Exercise objective:
For each record below, write an exact copy.
====
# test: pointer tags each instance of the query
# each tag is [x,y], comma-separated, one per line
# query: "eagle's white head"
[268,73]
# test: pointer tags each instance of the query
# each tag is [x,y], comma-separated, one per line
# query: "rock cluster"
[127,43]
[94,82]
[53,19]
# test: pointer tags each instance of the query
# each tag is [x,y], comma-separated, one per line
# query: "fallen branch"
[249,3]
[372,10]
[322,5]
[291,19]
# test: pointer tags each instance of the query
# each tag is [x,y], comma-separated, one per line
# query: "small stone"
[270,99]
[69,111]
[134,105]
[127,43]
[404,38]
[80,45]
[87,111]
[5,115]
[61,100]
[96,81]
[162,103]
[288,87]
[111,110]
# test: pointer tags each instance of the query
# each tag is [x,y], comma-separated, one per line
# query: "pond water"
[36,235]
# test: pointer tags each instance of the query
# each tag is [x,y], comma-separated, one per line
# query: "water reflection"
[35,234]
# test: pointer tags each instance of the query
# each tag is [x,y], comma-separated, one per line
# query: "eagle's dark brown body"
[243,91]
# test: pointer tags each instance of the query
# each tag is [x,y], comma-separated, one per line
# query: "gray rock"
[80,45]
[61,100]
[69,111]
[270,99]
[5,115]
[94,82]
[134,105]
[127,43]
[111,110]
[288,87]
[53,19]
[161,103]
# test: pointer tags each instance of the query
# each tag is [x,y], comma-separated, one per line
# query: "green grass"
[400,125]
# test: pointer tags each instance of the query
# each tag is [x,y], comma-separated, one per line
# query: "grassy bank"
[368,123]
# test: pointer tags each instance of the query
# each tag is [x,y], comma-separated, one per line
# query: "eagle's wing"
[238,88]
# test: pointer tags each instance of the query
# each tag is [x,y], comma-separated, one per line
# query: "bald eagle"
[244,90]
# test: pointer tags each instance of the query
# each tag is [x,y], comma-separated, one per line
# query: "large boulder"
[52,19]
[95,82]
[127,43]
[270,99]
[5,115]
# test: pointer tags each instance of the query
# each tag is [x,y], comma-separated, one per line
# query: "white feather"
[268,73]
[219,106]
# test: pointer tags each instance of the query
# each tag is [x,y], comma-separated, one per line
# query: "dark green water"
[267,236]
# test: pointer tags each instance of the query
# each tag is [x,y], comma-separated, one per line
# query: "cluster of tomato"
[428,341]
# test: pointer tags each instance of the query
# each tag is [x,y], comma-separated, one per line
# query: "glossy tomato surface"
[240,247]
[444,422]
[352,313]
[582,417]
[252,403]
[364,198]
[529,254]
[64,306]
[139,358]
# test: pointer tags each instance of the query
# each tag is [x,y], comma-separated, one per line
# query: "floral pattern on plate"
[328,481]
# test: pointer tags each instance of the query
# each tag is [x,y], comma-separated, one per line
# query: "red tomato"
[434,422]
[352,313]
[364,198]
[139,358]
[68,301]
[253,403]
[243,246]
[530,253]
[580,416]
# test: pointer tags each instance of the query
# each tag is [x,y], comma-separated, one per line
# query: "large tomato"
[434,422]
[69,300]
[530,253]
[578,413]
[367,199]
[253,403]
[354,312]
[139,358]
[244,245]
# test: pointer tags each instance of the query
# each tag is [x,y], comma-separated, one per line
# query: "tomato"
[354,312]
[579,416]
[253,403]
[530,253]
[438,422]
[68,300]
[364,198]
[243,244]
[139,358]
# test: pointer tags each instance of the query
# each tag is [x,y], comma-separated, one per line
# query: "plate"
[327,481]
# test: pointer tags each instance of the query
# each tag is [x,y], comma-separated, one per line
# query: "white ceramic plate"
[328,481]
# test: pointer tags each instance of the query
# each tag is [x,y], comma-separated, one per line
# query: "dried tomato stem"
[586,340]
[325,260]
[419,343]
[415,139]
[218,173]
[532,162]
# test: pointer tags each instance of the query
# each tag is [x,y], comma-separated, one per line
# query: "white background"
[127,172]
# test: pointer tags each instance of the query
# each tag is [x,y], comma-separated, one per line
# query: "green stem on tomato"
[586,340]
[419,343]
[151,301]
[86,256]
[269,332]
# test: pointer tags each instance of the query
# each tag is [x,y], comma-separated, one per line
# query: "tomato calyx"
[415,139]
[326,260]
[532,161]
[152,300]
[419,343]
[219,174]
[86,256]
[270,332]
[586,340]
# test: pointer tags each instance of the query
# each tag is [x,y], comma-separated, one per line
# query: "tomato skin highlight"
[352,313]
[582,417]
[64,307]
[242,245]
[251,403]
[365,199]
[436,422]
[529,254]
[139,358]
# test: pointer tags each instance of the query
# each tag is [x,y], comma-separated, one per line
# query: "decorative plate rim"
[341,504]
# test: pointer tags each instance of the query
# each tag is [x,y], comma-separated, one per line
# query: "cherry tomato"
====
Answer space:
# test: pointer tags each instance of the query
# each tag is [x,y], comma-separated, one per line
# query: "eagle's white head"
[268,73]
# test: pointer tags each instance of the query
# each tag is [x,y], comma-separated, one per line
# query: "rock cluster"
[127,43]
[94,82]
[53,19]
# test: pointer tags each instance of the query
# each tag is [x,y], comma-separated, one per line
# query: "fallen branch"
[249,3]
[372,10]
[322,5]
[291,19]
# test: pointer tags each instance of the query
# each tag is [x,y], comma-separated, one per line
# query: "small stone"
[270,99]
[69,111]
[134,105]
[127,43]
[404,38]
[80,45]
[87,111]
[5,115]
[61,100]
[96,81]
[162,103]
[288,87]
[111,110]
# test: pointer tags each instance of the query
# each tag is [x,y], comma-separated, one per line
# query: "pond water"
[36,235]
# test: pointer tags each instance of the query
# each tag is [x,y], comma-separated, one per line
# query: "water reflection"
[35,234]
# test: pointer tags each instance of the query
# each tag is [x,y], comma-separated, one per line
# query: "eagle's dark brown body"
[243,91]
# test: pointer tags each instance of the query
# each tag is [x,y], comma-separated, one per line
# query: "gray rock"
[80,45]
[61,100]
[69,111]
[270,99]
[5,115]
[94,82]
[134,105]
[127,43]
[111,110]
[288,87]
[53,19]
[161,103]
# test: pointer tags each instance of the query
# each tag is [x,y], comma-separated, one per line
# query: "green grass"
[400,125]
# test: pointer tags each instance of the query
# each tag is [x,y], comma-separated, one per line
# query: "grassy bank"
[368,123]
# test: pointer tags each instance of the query
# each tag is [x,y], comma-separated, one per line
# query: "eagle's wing"
[238,88]
# test: pointer tags each instance of the query
# each tag is [x,y], comma-separated, one per line
# query: "bald eagle"
[244,90]
# test: pointer tags each instance of the query
# each tag is [x,y], comma-separated, one per line
# query: "large boulder"
[52,19]
[95,82]
[127,43]
[270,99]
[5,115]
# test: pointer tags each instance of the query
# each tag is [x,y], comma-separated, one per line
# query: "white feather"
[268,73]
[219,106]
# test: pointer tags each instance of the query
# each tag is [x,y], comma-separated, one per line
# query: "dark green water"
[267,236]
# test: pointer tags each instance of the query
# each tag is [x,y], comma-separated, one per line
# query: "cluster of tomato"
[428,341]
# test: pointer tags each instance of the query
# each tag is [x,y], comma-separated, one per line
# query: "glossy tomato surface"
[240,247]
[444,422]
[352,313]
[582,417]
[252,403]
[364,198]
[529,254]
[64,306]
[139,358]
# test: pointer tags each instance of the query
# each tag is [x,y], comma-separated, one per line
# query: "floral pattern on plate"
[328,481]
# test: pointer tags each instance of the query
# each tag is [x,y], comma-separated, one per line
# query: "red tomato"
[434,422]
[352,313]
[364,198]
[139,358]
[68,301]
[253,403]
[243,246]
[530,253]
[580,416]
# test: pointer tags each instance of the query
# each tag is [x,y], comma-separated, one per line
# query: "large tomato"
[434,422]
[69,300]
[530,253]
[578,413]
[367,199]
[253,403]
[354,312]
[139,358]
[244,245]
# test: pointer tags each instance of the query
# each tag is [x,y], comma-separated, one per line
# query: "tomato"
[354,312]
[579,416]
[253,403]
[530,253]
[438,422]
[68,300]
[364,198]
[243,244]
[139,358]
# test: pointer tags each instance of the query
# each tag is [x,y], comma-separated, one per line
# query: "plate"
[327,481]
# test: pointer tags each instance of the query
# each tag is [x,y], comma-separated, one per line
# query: "white ceramic plate"
[328,481]
# test: pointer tags each instance of the query
# each tag is [x,y], comma-separated, one per line
# query: "dried tomato stem"
[586,340]
[325,260]
[419,343]
[415,139]
[218,173]
[532,162]
# test: pointer tags each instance of the query
# each tag is [x,y], comma-separated, one per line
# query: "white background"
[127,172]
# test: pointer tags each instance of the query
# each tag is [x,y], comma-separated, one per line
# query: "green stem on tomato"
[586,340]
[419,343]
[151,301]
[86,256]
[269,332]
# test: pointer tags each instance of the query
# each tag is [x,y], comma-separated, one per line
# query: "tomato calyx"
[415,139]
[326,260]
[532,161]
[152,300]
[419,343]
[219,174]
[86,256]
[270,332]
[586,340]
# test: pointer tags each instance of the query
# each tag is [x,y], comma-separated, one per line
# query: "tomato skin highlight"
[352,313]
[582,417]
[64,307]
[242,245]
[251,403]
[365,199]
[436,422]
[529,254]
[139,358]
# test: pointer tags each instance of the query
# each tag is [x,y], comma-separated, one per line
# query: "decorative plate rim"
[341,504]
# test: pointer tags each instance of the query
# each tag is [x,y], comma-separated, one per line
# query: "cherry tomato"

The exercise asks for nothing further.